[begin Provided entries]

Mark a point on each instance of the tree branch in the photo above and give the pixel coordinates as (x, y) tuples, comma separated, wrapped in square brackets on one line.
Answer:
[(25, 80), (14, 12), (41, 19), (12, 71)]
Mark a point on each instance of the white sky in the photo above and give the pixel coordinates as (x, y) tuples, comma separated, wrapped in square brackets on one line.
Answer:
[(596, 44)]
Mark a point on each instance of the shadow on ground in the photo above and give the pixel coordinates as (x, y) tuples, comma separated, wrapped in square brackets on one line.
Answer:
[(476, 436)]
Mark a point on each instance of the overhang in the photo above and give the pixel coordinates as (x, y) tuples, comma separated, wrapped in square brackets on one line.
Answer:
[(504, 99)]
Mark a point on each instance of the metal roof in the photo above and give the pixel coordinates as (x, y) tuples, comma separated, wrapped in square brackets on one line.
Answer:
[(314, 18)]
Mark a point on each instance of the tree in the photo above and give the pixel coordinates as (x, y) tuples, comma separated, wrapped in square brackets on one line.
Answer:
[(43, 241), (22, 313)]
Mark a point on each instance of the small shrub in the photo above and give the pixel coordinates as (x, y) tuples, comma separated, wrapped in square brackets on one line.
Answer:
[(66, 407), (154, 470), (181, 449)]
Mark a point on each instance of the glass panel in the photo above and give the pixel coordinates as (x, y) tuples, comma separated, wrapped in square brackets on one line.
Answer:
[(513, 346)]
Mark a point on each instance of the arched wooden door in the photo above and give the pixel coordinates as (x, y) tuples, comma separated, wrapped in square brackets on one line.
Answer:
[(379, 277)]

[end Provided entries]

* Goal
Reproduce word for word everything in the data above from the line containing "Mark a point on each instance of the shadow" down to the line containing "[(43, 241), (22, 313)]", including both of those lines.

* Response for this exercise
Mark a point on each instance of the shadow on ground in the photo above and give the pixel coordinates as (x, y) tuples, comma separated, wrapped in square brackets on one line.
Answer:
[(476, 436)]
Mark a point on each instance of the overhang in the photo above and give the pixel coordinates as (x, y) tuples, comma separated, wrapped in square brackets on one line.
Answer:
[(504, 99)]
Mark a point on each instance of the metal roof in the photo above and give the pixel coordinates as (x, y) tuples, comma separated, wrapped in square brackets on one line.
Answer:
[(314, 18)]
Mark a point on each instance of the tree in the photo above and give the pixel coordinates as (x, y) tuples, comma separated, wrapped in square brackets on one line.
Answer:
[(43, 241), (22, 313)]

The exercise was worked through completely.